◆ AIM ◆
Can you write out everything from the line containing "Would you be able to point out the blue" down to the final line below, both ends included, leaving the wording unchanged but scaling every point coordinate by 0.4? Round each scaled coordinate to a whole number, with halves rounding up.

◆ STORED RECORDS ◆

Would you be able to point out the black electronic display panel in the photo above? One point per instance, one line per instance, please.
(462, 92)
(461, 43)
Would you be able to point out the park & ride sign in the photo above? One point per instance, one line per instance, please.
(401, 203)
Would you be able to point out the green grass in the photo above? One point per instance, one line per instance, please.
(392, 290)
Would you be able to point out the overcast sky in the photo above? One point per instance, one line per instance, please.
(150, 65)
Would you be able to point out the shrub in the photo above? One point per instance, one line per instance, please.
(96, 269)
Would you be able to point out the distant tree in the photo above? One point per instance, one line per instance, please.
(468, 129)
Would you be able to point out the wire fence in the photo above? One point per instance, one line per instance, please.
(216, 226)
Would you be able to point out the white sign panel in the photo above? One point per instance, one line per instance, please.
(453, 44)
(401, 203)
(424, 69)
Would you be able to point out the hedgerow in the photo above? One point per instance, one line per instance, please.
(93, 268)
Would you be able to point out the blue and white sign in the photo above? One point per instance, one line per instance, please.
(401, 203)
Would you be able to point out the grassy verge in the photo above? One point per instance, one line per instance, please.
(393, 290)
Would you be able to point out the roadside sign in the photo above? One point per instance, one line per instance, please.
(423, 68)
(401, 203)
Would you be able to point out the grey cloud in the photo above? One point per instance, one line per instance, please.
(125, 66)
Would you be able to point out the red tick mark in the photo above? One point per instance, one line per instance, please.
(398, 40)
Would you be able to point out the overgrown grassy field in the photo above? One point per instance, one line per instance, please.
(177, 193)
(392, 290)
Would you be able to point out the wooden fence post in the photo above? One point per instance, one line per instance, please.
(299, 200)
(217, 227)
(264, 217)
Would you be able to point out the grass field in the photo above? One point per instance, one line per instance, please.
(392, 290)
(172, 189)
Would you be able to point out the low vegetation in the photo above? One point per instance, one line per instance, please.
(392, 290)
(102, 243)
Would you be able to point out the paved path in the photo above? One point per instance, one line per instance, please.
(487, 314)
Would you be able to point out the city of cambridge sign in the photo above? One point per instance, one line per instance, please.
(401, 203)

◆ COMPLETED TASK ◆
Would you be able to point out the blue and white sign in the photo above? One point per instance, one line per instance, please.
(160, 81)
Would you be able to point out the grassy verge in the photo above? One point per instance, one line per instance, please.
(157, 116)
Would you be able to point out the roadside sign in the photo above? One point per instance, one line per instance, please.
(169, 27)
(160, 81)
Would you be able to point out the grey cloud in the photo above? One point per instance, one line per instance, please.
(50, 26)
Would you be able to point out the red tick mark in the photo above? One point per instance, one line per instance, please.
(159, 16)
Would you be able to point out the overgrown grassy field in the photo above? One point per instance, one line per instance, please.
(71, 77)
(157, 116)
Would you be able to point out the wooden fence post in the photo above? One point per instance, one line per instance, please.
(120, 80)
(87, 91)
(106, 87)
Would you be able to point out the grass field in the photo above? One point per instance, one line per instance, please.
(157, 116)
(69, 76)
Would you be able to point out the low vegetation in the photo above? One point per instance, one line per instance, please.
(157, 116)
(41, 97)
Would you be able to point out the paved path in the photo above? One point per instance, one line per instance, please.
(195, 126)
Would you be able to point out the city of cambridge sign in the photo above? One point per instance, one line per instance, please.
(160, 81)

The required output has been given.